**Brief:** Reproduce the listing below, replacing "Pick out each instance of" with "Locate every occurrence of" everywhere it occurs. Leave everything else unchanged.

-- start Records provided --

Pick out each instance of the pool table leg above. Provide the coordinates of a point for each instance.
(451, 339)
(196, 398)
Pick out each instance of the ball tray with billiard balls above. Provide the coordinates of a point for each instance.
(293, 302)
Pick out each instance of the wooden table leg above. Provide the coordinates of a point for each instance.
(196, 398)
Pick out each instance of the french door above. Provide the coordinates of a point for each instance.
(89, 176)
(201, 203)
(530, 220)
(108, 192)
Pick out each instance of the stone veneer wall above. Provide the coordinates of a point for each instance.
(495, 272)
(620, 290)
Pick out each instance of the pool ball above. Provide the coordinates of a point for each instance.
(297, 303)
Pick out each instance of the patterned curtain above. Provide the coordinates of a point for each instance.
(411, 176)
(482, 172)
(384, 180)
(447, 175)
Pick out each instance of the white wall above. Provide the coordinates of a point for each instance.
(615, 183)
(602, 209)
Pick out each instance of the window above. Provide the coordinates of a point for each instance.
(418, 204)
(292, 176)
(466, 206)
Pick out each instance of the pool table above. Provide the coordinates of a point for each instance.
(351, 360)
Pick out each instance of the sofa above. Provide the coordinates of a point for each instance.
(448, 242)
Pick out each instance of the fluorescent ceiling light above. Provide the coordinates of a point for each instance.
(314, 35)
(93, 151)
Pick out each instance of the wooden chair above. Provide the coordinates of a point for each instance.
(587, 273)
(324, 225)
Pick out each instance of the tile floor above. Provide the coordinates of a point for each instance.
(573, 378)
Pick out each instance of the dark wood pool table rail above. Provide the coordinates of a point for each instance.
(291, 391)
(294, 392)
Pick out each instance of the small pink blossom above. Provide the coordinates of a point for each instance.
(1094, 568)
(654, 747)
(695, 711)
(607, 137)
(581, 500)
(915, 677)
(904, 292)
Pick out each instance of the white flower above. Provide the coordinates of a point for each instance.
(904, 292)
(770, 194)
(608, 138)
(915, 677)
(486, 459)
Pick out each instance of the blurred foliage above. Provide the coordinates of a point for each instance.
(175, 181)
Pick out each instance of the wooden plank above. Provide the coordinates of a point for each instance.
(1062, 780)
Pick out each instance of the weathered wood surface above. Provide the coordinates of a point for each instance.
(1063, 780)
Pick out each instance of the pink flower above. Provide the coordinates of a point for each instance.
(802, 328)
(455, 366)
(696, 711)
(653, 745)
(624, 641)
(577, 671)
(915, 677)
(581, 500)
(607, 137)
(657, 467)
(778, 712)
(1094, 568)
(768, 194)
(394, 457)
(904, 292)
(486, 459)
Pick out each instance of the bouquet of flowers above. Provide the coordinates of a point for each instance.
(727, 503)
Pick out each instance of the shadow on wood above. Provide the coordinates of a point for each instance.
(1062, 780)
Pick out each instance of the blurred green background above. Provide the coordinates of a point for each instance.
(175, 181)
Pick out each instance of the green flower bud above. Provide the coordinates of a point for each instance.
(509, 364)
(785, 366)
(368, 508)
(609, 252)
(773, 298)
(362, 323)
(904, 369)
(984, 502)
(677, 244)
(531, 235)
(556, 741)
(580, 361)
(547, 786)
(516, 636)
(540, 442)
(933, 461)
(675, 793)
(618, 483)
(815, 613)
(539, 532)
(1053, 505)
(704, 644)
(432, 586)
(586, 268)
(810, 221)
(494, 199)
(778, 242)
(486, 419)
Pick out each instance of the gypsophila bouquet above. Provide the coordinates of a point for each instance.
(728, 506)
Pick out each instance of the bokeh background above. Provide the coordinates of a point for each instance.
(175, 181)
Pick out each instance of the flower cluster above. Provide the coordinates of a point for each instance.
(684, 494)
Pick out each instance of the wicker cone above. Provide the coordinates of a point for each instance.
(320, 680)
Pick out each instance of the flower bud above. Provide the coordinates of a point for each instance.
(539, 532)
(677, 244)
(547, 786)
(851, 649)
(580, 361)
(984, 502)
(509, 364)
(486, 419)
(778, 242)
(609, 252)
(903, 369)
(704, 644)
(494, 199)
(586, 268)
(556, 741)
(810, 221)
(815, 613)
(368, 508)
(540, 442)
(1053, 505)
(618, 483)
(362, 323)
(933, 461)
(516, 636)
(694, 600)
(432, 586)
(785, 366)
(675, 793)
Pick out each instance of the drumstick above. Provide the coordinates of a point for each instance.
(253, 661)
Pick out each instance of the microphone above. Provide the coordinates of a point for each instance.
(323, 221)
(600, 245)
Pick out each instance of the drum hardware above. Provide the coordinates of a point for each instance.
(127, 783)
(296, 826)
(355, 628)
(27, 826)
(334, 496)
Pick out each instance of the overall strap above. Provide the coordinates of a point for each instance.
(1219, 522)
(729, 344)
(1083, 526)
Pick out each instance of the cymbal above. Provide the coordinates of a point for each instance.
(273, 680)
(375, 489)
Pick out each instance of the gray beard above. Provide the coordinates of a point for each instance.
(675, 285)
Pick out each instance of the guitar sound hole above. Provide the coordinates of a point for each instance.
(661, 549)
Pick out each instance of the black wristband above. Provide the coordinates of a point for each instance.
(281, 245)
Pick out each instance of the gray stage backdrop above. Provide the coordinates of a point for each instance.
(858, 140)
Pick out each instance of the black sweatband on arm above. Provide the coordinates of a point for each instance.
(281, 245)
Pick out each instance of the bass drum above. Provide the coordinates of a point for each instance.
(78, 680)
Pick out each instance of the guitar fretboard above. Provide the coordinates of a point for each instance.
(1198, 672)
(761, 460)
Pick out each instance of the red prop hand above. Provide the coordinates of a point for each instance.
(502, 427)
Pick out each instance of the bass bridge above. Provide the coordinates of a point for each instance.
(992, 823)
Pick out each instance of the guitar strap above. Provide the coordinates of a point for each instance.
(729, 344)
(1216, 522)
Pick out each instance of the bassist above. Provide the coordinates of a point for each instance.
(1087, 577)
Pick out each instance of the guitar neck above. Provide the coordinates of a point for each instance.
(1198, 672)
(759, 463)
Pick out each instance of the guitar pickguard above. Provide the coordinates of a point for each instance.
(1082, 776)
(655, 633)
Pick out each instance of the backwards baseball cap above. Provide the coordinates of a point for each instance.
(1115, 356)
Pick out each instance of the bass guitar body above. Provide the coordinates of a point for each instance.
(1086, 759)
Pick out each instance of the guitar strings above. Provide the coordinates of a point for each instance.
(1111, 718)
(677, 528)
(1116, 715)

-- end Records provided --

**Solution:**
Locate every occurrence of the pool table leg above. Provide the coordinates of a point for each instance.
(451, 339)
(196, 398)
Locate every occurrence of the ball tray with billiard balls above. Provide the coordinates of a point for each instance.
(293, 302)
Locate every occurrence of the wooden table leg above. Provide the coordinates of a point for each instance.
(196, 398)
Locate every occurrence of the french door above. Provide the coordinates of a point for each instance.
(89, 176)
(201, 203)
(530, 220)
(108, 192)
Locate every occurrence of the stone veneer wall above. Provide the coordinates of a point for each instance.
(495, 272)
(620, 290)
Locate every occurrence of the pool ball above. Provide the coordinates of a point for each instance.
(297, 303)
Locate every occurrence of the patterned curtain above. Provide the coordinates of a point for each instance.
(411, 176)
(482, 172)
(384, 180)
(447, 175)
Locate every occurrence of the white wall above. Provide the coordinates of a point for each instance.
(615, 183)
(602, 209)
Locate every occurrence of the window above. Provide the coordinates of a point for each instance.
(418, 204)
(292, 176)
(466, 206)
Locate every occurrence of the pool table above. Provide the coordinates of a point for each instance.
(351, 360)
Locate every occurrence of the sofa above. Provide the coordinates of a point for each instance.
(448, 242)
Locate every occurrence of the fluorescent ceiling light above. Provide the coordinates of a point for each instance.
(314, 35)
(93, 151)
Locate every occurrence of the wooden chair above. Provide the coordinates of a point for each instance.
(587, 273)
(324, 225)
Locate every occurrence of the tile floor above. Provide the coordinates of a point for each instance.
(573, 378)
Locate every occurrence of the dark wood pool table rail above. Provide the coordinates of a point for each instance.
(291, 391)
(294, 392)
Locate every occurrence of the small pink blossom above. Provide the coordinates of a point for each instance.
(1094, 568)
(654, 747)
(695, 711)
(607, 137)
(581, 500)
(915, 677)
(904, 292)
Locate every occurrence of the white flower above. Provide the coordinates of a point for each instance.
(904, 292)
(770, 194)
(608, 138)
(915, 677)
(486, 459)
Locate every occurrence of the blurred foliage above. Provide the coordinates of a point for each instance.
(175, 181)
Locate every occurrence of the wooden plank above. Provide the coordinates of a point for each instance.
(1062, 780)
Locate every occurrence of the weathered wood surface above. Provide the coordinates of a point for each instance.
(1063, 780)
Locate every occurrence of the pink flower above. Provide the coordinates of a point for each instance.
(802, 328)
(455, 366)
(696, 711)
(653, 745)
(624, 641)
(577, 671)
(915, 677)
(581, 500)
(607, 137)
(657, 467)
(778, 712)
(1094, 568)
(768, 194)
(394, 457)
(904, 292)
(486, 459)
Locate every occurrence of the bouquet of flowers above. Provide the coordinates of a point for each instance.
(727, 503)
Locate every occurrence of the shadow on wood above. Provide the coordinates of a point for each instance.
(1062, 780)
Locate every occurrence of the blurred green background above. Provide the coordinates of a point for each instance.
(175, 181)
Locate every occurrence of the green flower bud above. Provide the coordinates of a point for each instance.
(509, 364)
(785, 366)
(368, 508)
(609, 252)
(773, 298)
(362, 323)
(904, 369)
(984, 502)
(677, 244)
(531, 235)
(556, 741)
(580, 361)
(547, 786)
(516, 636)
(540, 442)
(933, 461)
(675, 793)
(618, 483)
(815, 613)
(539, 532)
(1053, 505)
(704, 644)
(432, 586)
(586, 268)
(810, 221)
(494, 199)
(778, 242)
(486, 419)
Locate every occurrence of the gypsophila bouquet above. Provide the coordinates of a point for each instance.
(728, 506)
Locate every occurrence of the bokeh background above. Provide the coordinates of a point for each instance.
(175, 181)
Locate every occurrence of the flower cluster above. Provide the coordinates of a point for each instance.
(684, 494)
Locate every occurrence of the wicker cone above. Provide the coordinates of a point for each instance.
(320, 680)
Locate every occurrence of the flower bud above. Provide the coordinates of a point for each instance.
(539, 532)
(677, 244)
(547, 786)
(851, 649)
(580, 361)
(984, 502)
(509, 364)
(486, 419)
(778, 242)
(609, 252)
(903, 369)
(704, 644)
(494, 199)
(586, 268)
(556, 741)
(810, 221)
(815, 613)
(368, 508)
(540, 442)
(1053, 505)
(618, 483)
(362, 323)
(933, 461)
(516, 636)
(694, 600)
(432, 586)
(785, 366)
(675, 793)
Locate every occurrence of the drumstick above. Provide the coordinates of a point for each instance.
(253, 661)
Locate every occurrence of the microphone above. Provide the coordinates of a point for each instance.
(323, 221)
(600, 245)
Locate every occurrence of the drum hardware above. Provide the coordinates of a point for each instance.
(127, 783)
(296, 826)
(355, 628)
(27, 826)
(334, 496)
Locate every occurrence of the overall strap above. Provide the coordinates of a point for each instance.
(1219, 522)
(729, 344)
(1083, 526)
Locate every occurrence of the cymbal above. Provide the coordinates of a point for each instance.
(273, 680)
(375, 489)
Locate every occurrence of the gray beard above. Provide the coordinates of a point for each instance.
(675, 285)
Locate every occurrence of the guitar sound hole above. Provide the coordinates of a point for each instance.
(661, 549)
Locate every occurrence of the black wristband above. Provide the coordinates of a point for each instance.
(281, 245)
Locate every occurrence of the gray stage backdrop above. Provide the coordinates of a point for each instance.
(858, 140)
Locate every occurrence of the black sweatband on arm above. Provide the coordinates of a point for each instance.
(281, 245)
Locate every occurrence of the bass drum above. Provide the coordinates of a point for each instance.
(78, 680)
Locate every occurrence of the guitar fretboard above. Provide the coordinates of a point for each instance.
(1198, 672)
(761, 460)
Locate every occurrence of the red prop hand above. Provide the coordinates of a point for each instance.
(502, 427)
Locate every occurrence of the bass bridge above. Provide the coordinates of a point for each instance.
(992, 823)
Locate every occurrence of the guitar strap above. Provide the coordinates of a point for each instance.
(729, 344)
(1216, 522)
Locate every occurrence of the bassist above. Provide the coordinates of a point for each instance.
(1087, 577)
Locate every occurrence of the guitar neck above. Provide the coordinates of a point for each instance.
(1198, 672)
(759, 463)
Locate every occurrence of the guitar pickguard above. Provide the coordinates of a point for each instance.
(1082, 776)
(655, 633)
Locate every occurrence of the backwards baseball cap above. Provide the coordinates of a point for each instance.
(1115, 356)
Locate every occurrence of the bass guitar body above. Provide the coordinates of a point for each instance.
(1086, 759)
Locate every occurrence of the guitar strings above. Provide the coordinates of a point for each instance.
(1111, 718)
(677, 528)
(1116, 715)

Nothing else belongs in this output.